> _TASK OBJECTIVE_
Quote the full listing word for word.

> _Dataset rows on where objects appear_
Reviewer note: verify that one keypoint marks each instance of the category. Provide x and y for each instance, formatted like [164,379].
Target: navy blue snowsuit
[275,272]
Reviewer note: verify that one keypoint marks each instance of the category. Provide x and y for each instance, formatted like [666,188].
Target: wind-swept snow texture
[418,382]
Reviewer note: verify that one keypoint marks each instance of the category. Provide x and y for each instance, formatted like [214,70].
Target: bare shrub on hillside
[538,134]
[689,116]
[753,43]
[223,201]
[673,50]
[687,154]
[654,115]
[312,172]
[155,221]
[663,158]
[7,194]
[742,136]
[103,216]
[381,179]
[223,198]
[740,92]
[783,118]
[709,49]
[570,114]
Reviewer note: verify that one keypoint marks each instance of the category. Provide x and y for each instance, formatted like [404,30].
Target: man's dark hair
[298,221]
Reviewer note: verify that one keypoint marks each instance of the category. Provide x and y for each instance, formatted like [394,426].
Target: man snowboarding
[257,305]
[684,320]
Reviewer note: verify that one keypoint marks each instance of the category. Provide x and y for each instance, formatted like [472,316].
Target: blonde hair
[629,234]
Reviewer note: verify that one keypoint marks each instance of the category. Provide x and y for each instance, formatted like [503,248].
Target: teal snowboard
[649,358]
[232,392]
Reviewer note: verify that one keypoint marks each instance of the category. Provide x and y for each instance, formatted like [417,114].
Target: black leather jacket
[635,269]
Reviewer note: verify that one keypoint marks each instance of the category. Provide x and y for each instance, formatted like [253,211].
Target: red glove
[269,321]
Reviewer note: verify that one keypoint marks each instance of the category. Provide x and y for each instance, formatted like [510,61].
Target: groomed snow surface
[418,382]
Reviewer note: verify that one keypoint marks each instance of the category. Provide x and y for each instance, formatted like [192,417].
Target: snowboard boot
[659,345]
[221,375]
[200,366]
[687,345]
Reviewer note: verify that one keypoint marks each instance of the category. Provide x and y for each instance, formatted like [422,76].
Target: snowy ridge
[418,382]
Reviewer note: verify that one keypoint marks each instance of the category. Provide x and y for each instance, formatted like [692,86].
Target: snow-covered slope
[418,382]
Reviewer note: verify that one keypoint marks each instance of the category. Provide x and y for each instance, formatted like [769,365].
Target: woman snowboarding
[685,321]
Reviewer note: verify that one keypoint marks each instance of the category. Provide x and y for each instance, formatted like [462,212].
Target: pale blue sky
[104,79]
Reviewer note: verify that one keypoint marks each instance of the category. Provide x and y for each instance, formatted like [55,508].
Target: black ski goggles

> _THE RESPONSE_
Reviewer note: verify that one keypoint marks each instance of the category. Provide x and y for each instance, formatted like [164,379].
Target: navy blue snowsuit
[275,272]
Reviewer note: verify that one keypoint marks each instance of the category. Provide x and y for each instance, formatted like [666,188].
Target: wind-swept snow texture
[418,382]
Reviewer note: verify that one keypoint marks each instance of the category. Provide x and y for each instance, formatted like [214,70].
Target: bare shrub on hillside
[538,134]
[689,116]
[753,43]
[223,201]
[673,50]
[687,154]
[654,115]
[312,172]
[155,221]
[663,158]
[7,194]
[742,136]
[103,216]
[381,179]
[223,198]
[740,92]
[783,118]
[709,49]
[570,114]
Reviewer note: verify that one keypoint marks each instance of the category. Provide x and y for each instance, formatted like [404,30].
Target: man's dark hair
[298,221]
Reviewer note: verify that one keypoint marks each instance of the category. Provide x and y for each instance, formatted like [394,426].
Target: man snowboarding
[257,305]
[684,320]
Reviewer note: verify that one keypoint marks each instance of the category. Provide x and y for each instance, formatted like [472,316].
Target: blonde hair
[629,234]
Reviewer note: verify that one keypoint marks each instance of the category. Provide x and y for each instance, formatted like [503,248].
Target: teal snowboard
[649,358]
[232,392]
Reviewer note: verify that one keypoint marks each instance of the category. Provide x and y for each instance, formatted like [417,114].
Target: black leather jacket
[635,269]
Reviewer note: verify that one keypoint marks each instance of the category. Provide x and y for each instance, formatted like [253,211].
Target: red glove
[269,321]
Reviewer note: verify that one keypoint marks each instance of the category. Provide x and y for each instance, formatted like [510,61].
Target: groomed snow surface
[418,382]
Reviewer note: verify that one keypoint marks each instance of the category. Provide x and y for each instance, formatted like [192,417].
Target: snowboard boot
[659,345]
[221,375]
[200,366]
[687,345]
Reviewer note: verify that one keypoint marks each instance of the category. Provide x and y for each instance, formatted like [422,76].
Target: snowy ridge
[418,382]
Reviewer note: verify that one keypoint marks each instance of the category. Provide x and y for each instance, formatted like [692,86].
Target: snow-covered slope
[418,382]
Reviewer note: verify that one keypoint marks each instance of the category. Provide x and y for each instance, formatted like [769,365].
Target: woman snowboarding
[685,321]
Reviewer note: verify that one keypoint marks each instance of the category. Provide x and y for each instance, formatted like [462,212].
Target: pale blue sky
[104,79]
Reviewer note: verify that one keypoint marks each instance of the category. Provide x and y for each instance, formatted like [55,508].
Target: black ski goggles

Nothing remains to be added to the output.